Excerpts of location labeling data:
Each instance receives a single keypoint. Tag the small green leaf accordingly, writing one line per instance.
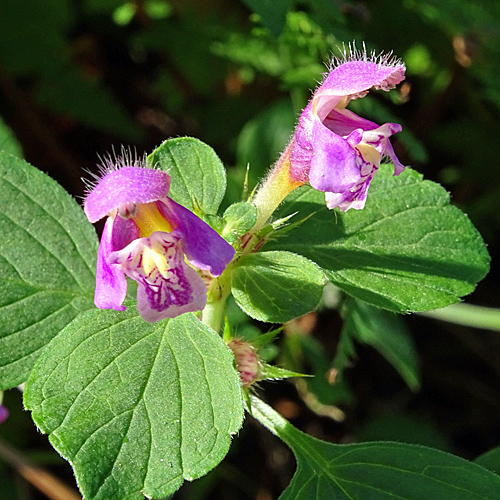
(198, 176)
(277, 286)
(48, 255)
(239, 219)
(387, 333)
(490, 460)
(135, 407)
(375, 471)
(407, 250)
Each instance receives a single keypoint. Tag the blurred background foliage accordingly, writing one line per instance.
(81, 77)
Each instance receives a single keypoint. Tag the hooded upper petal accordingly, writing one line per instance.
(111, 285)
(126, 186)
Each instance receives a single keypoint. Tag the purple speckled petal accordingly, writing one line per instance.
(125, 186)
(333, 164)
(167, 286)
(203, 246)
(4, 413)
(111, 285)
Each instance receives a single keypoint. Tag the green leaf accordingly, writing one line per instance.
(136, 407)
(239, 219)
(48, 255)
(490, 460)
(272, 13)
(386, 333)
(407, 250)
(271, 372)
(198, 176)
(8, 141)
(277, 286)
(375, 471)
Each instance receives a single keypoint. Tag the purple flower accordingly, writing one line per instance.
(335, 150)
(4, 413)
(153, 240)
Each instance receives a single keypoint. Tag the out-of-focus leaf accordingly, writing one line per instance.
(375, 471)
(137, 408)
(272, 13)
(407, 250)
(385, 332)
(198, 176)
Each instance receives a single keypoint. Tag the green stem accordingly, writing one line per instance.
(218, 292)
(468, 315)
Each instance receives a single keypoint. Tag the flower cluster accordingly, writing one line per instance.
(153, 240)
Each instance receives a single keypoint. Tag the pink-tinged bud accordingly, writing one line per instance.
(4, 413)
(247, 361)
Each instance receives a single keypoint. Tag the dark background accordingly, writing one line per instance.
(81, 77)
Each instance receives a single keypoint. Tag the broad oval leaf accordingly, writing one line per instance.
(375, 471)
(135, 407)
(277, 286)
(48, 255)
(407, 250)
(198, 176)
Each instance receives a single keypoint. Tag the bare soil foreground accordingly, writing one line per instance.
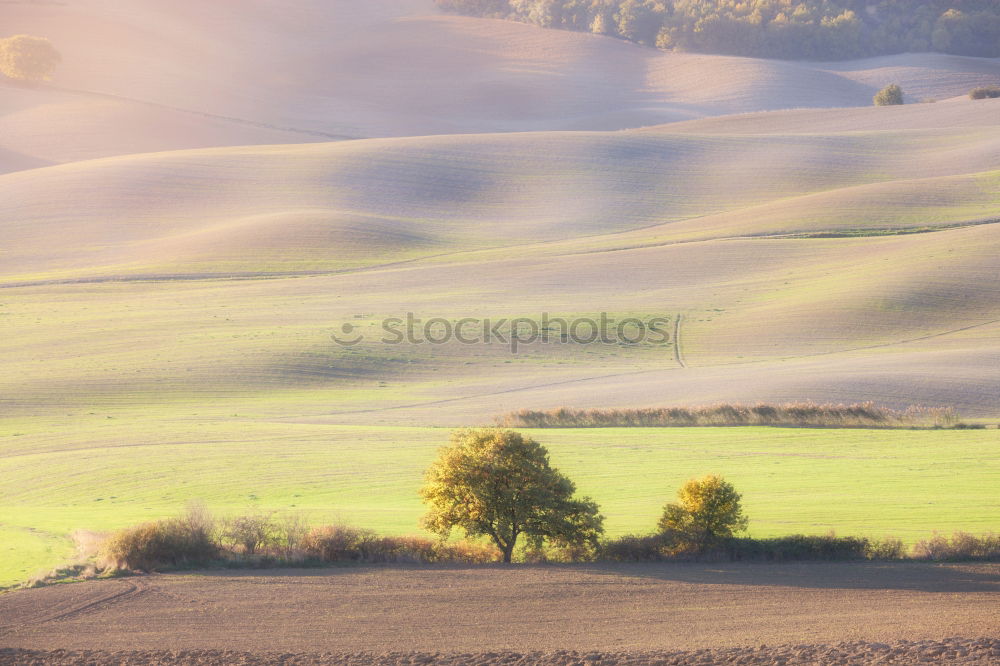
(638, 613)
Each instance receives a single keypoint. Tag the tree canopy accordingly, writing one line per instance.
(497, 483)
(28, 58)
(891, 95)
(707, 512)
(787, 29)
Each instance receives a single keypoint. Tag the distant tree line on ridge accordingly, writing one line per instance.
(785, 29)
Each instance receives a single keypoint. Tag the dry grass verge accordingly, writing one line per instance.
(947, 651)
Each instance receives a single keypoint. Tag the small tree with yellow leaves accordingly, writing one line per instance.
(707, 513)
(28, 58)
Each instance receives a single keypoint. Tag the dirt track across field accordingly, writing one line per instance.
(610, 608)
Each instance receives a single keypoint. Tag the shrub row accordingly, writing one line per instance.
(986, 92)
(790, 414)
(800, 547)
(195, 539)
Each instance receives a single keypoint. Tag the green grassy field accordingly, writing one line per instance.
(122, 471)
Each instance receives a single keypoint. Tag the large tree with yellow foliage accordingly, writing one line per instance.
(496, 483)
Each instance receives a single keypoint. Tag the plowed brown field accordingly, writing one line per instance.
(614, 609)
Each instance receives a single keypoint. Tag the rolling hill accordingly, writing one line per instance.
(208, 192)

▶ What you will do: Everything from the line containing "Each instance receives a single keypoint. Tag the distant" to the last line of the entries above should be quoted exactly, and only that.

▶ Reply to the task:
Each instance receives a single keypoint. Tag the distant tree line on ridge accordingly, writing one line per instance.
(785, 29)
Each instance receives a single keypoint. Tag the dry grass verge accordingly, writing one line per instance.
(947, 651)
Each instance receives a single keypoint. Tag the small tree with yellow leaves accordingly, writing one line per instance.
(707, 513)
(28, 58)
Each instance receives a single keypoint. Tag the dirt track across field accordingly, writing one line per instance.
(610, 608)
Each instance receives a single keypoint. Tag the shrub row accordingly, writing one line per instance.
(986, 92)
(790, 414)
(800, 547)
(195, 539)
Each instance receives a single keypoint. Tag the green grassy field accordingly, writing one line per instance.
(122, 471)
Each instance receives a single keypoint. Tag the large tree with yellow foliage accordingly, writing one line per instance.
(496, 483)
Each instance receives a single keypoint. Tag the plowed brown field accordingly, writing one line per instance.
(614, 609)
Each instance receives a single keypoint. Tag the rolling hill accordingly, writing one line per instance.
(208, 192)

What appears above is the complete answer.